Excerpt:
And that would be honorable, except that the NCAA makes exemptions all the time for any schools which serve the best interests of NCAA revenue and exposure goals. And regrettably, this is where the NCAA and some member HBCUs get along perfectly; both are willing to accept the negative press so long as the money keeps coming in.
For most HBCUs, what does a postseason ban really mean? On one end, banned schools get dragged through their local media, coaches and parents receive a bad signal when it comes to recruiting, and sponsorship of HBCU athletics becomes that much more of a difficult sell to local businesses and corporations.
But HBCUs will still receive a majority of athletic scholarship support from DI affiliation, they have an easy out of selling a bunch of reserved postseason tickets fans won’t buy, and they don’t bear the expense of long-distance travel. And because fans will only support HBCU athletics in spurts regardless of postseason appearances real or hoped for, seemingly, there’s no real penalty for APR compliance or oversight.

What you need to do: Revise the stretch of the HBCU athletics excerpt from "For most HBCUs, what" through "compliance or oversight.", putting "financial backing" in place of "sponsorship". The records that follow come from a separate source.

Data shown:
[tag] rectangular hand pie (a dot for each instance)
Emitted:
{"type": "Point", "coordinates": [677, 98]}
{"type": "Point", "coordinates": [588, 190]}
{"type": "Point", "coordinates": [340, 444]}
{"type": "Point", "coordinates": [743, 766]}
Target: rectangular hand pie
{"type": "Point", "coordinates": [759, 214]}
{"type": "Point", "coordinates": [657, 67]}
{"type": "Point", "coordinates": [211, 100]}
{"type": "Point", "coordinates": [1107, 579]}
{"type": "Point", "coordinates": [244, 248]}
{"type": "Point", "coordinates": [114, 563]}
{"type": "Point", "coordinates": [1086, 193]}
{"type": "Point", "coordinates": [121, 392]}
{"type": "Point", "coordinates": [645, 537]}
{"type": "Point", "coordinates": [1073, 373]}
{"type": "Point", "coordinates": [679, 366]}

Response for this exercise:
For most HBCUs, what does a postseason ban really mean? On one end, banned schools get dragged through their local media, coaches and parents receive a bad signal when it comes to recruiting, and financial backing of HBCU athletics becomes that much more of a difficult sell to local businesses and corporations.
But HBCUs will still receive a majority of athletic scholarship support from DI affiliation, they have an easy out of selling a bunch of reserved postseason tickets fans won’t buy, and they don’t bear the expense of long-distance travel. And because fans will only support HBCU athletics in spurts regardless of postseason appearances real or hoped for, seemingly, there’s no real penalty for APR compliance or oversight.